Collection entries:
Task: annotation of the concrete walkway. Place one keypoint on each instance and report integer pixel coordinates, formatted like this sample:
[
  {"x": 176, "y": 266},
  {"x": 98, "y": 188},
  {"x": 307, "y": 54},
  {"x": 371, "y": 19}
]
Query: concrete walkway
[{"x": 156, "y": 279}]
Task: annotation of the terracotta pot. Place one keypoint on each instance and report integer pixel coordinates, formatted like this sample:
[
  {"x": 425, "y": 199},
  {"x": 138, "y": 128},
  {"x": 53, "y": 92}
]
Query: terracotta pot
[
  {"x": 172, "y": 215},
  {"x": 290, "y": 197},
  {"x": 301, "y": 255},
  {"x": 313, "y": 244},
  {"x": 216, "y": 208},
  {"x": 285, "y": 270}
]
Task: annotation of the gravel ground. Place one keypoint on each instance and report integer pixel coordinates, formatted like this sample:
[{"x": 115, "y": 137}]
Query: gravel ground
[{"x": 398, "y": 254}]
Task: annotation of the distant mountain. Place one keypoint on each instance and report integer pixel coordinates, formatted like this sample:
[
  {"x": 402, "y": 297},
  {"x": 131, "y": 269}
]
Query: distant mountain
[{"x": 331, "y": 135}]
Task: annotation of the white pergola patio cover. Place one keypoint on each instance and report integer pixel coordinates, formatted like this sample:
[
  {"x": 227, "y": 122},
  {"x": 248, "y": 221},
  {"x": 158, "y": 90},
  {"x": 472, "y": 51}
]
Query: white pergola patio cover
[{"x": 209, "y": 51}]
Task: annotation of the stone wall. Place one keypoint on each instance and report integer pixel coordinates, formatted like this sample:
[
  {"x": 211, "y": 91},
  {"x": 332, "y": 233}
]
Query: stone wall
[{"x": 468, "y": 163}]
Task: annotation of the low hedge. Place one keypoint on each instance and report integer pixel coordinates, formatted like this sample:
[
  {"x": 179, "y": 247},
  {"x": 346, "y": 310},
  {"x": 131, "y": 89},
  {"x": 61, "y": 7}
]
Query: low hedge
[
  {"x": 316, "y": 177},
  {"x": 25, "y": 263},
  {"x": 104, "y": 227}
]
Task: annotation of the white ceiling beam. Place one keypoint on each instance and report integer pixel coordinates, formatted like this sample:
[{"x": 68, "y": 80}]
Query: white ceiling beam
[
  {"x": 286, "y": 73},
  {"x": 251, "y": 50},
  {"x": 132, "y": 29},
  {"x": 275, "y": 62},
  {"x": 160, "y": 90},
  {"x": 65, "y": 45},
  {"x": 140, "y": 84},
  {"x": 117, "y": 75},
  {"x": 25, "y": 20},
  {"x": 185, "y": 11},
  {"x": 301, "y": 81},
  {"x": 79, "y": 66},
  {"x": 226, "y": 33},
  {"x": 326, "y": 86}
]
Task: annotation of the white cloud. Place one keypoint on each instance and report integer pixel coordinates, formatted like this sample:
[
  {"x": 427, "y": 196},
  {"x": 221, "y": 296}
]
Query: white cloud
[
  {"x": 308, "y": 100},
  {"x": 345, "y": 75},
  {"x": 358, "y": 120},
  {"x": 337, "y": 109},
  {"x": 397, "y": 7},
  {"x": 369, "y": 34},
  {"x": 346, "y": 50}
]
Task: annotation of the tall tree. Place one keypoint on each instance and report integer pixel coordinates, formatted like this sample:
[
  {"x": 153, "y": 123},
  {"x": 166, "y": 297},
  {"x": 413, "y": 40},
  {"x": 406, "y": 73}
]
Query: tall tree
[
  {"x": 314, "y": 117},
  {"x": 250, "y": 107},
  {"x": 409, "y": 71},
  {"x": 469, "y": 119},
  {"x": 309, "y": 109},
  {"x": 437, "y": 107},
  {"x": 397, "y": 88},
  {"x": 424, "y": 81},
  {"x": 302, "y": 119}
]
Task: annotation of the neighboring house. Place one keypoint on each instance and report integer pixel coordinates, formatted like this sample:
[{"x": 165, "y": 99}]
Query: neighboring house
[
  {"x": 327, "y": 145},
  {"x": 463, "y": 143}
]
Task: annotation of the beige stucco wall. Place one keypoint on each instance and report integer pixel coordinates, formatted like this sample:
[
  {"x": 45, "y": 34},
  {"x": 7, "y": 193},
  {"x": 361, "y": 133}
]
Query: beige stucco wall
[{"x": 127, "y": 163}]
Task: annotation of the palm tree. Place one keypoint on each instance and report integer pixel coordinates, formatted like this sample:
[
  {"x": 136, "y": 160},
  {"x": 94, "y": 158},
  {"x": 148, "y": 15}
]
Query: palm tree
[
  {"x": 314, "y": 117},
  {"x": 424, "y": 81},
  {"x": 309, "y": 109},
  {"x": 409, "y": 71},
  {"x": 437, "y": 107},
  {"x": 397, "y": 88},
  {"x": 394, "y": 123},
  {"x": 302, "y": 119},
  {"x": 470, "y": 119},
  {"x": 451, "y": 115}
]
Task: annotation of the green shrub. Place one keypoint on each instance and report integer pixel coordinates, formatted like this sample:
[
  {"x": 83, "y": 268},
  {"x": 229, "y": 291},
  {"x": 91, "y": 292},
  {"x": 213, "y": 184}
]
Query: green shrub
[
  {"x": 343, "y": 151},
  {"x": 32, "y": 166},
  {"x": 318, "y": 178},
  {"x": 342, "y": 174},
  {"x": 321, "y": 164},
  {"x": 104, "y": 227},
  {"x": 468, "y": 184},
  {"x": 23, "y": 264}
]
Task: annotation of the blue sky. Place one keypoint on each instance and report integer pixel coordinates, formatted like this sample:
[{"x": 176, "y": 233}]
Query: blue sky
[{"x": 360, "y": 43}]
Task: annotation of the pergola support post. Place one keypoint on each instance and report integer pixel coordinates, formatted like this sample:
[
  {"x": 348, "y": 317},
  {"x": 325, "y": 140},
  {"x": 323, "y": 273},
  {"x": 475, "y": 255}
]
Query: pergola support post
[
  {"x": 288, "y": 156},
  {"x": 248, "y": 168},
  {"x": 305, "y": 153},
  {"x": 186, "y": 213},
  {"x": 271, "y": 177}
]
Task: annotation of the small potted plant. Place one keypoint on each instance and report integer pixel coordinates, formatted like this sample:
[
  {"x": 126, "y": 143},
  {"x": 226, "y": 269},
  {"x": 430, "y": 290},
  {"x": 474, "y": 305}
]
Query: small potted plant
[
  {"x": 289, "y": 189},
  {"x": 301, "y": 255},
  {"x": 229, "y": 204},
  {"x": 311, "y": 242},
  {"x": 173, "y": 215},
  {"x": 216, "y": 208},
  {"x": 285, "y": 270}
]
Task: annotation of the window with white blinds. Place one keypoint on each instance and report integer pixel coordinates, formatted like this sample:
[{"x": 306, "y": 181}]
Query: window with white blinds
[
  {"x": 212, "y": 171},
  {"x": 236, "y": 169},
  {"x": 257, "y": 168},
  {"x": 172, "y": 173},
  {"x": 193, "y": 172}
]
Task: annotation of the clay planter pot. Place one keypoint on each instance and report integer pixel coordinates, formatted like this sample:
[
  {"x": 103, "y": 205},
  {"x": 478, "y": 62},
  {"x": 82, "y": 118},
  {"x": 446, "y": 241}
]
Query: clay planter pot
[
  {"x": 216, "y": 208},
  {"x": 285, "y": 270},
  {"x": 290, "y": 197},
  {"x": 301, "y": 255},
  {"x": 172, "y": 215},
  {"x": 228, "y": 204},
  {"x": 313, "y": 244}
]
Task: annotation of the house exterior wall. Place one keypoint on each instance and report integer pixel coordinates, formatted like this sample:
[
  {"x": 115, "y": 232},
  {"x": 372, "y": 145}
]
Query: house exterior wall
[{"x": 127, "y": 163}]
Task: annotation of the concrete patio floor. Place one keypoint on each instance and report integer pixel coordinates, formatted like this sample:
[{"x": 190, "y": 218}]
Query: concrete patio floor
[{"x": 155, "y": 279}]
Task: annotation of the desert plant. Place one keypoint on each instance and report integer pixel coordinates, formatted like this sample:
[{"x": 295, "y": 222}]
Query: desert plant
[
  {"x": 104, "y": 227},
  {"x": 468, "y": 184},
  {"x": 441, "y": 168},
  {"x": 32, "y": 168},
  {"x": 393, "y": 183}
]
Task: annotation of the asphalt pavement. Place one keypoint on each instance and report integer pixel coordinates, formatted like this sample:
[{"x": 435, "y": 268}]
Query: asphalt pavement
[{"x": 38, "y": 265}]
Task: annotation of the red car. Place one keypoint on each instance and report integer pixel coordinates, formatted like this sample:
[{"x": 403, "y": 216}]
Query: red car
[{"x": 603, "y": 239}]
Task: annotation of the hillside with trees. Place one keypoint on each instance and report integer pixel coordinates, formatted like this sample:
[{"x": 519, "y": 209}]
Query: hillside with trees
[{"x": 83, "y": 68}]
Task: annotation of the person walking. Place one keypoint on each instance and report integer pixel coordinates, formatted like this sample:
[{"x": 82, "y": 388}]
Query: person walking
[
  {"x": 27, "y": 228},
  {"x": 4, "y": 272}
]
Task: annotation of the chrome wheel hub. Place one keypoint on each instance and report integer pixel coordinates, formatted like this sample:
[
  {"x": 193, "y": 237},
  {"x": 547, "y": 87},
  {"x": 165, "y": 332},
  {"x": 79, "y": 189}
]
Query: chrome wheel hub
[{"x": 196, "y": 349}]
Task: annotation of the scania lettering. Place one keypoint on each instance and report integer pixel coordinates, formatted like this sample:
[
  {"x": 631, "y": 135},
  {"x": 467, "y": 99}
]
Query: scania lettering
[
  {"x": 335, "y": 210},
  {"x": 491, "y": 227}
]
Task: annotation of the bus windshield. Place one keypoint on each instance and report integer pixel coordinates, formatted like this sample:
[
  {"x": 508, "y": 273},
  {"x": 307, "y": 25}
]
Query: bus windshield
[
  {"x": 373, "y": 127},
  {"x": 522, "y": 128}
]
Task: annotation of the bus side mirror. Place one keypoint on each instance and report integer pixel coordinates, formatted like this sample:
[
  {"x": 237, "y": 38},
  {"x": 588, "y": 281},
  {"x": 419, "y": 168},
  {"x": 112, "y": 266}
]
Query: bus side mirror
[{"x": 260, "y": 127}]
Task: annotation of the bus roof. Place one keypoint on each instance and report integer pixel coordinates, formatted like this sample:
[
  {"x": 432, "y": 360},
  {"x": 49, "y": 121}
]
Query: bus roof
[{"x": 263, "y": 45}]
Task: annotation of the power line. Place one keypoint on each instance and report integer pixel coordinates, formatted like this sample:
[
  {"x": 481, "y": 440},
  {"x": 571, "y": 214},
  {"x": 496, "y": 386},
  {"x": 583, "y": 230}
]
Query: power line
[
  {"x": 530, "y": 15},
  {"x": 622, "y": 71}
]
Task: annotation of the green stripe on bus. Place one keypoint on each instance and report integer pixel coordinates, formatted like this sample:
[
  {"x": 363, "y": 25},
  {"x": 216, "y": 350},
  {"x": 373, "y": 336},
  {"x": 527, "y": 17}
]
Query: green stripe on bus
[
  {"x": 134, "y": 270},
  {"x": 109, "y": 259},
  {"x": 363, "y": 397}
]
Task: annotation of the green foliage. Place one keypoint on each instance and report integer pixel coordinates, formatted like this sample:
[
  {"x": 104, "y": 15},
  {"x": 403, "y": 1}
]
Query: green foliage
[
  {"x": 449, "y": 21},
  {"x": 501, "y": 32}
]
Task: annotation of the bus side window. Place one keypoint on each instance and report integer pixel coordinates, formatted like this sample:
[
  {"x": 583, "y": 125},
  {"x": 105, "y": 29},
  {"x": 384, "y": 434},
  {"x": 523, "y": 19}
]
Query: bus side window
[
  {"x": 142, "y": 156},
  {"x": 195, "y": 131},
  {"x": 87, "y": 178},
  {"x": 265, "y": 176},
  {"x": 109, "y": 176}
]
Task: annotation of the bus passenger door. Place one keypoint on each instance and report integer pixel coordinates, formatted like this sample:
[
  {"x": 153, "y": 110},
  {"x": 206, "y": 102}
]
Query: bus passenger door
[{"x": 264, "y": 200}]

▶ [Short task] All lines from the line containing "Task: annotation of the green stripe" through the end of the listing above are to be duplicated exactly; include both ends and nothing further.

▶ [Response to the exercise]
Task: annotation of the green stripe on bus. Place one keypoint on each instance and report integer pixel coordinates, formatted like this sample:
[
  {"x": 363, "y": 25},
  {"x": 216, "y": 350},
  {"x": 373, "y": 336},
  {"x": 527, "y": 17}
]
Query: green stripe on bus
[
  {"x": 134, "y": 270},
  {"x": 109, "y": 259},
  {"x": 363, "y": 397}
]
Task: annotation of the green foliage. Place one keypoint on each instance and report integer pixel coordinates, formatted like this sample:
[
  {"x": 104, "y": 15},
  {"x": 403, "y": 1}
]
Query: green foliage
[
  {"x": 449, "y": 21},
  {"x": 501, "y": 32}
]
Task: annotation of the bus side window. Place one keypoint on each instance and report integer pixel coordinates, formatted like this sample:
[
  {"x": 583, "y": 125},
  {"x": 105, "y": 29},
  {"x": 384, "y": 434},
  {"x": 523, "y": 19}
]
Query: bus side window
[
  {"x": 142, "y": 156},
  {"x": 195, "y": 131},
  {"x": 87, "y": 178},
  {"x": 265, "y": 176},
  {"x": 109, "y": 176}
]
Task: annotation of the bus passenger door. Place one keypoint on each instance and report integer pixel coordinates, formatted like this sample:
[
  {"x": 153, "y": 110},
  {"x": 206, "y": 102}
]
Query: bus passenger door
[{"x": 264, "y": 200}]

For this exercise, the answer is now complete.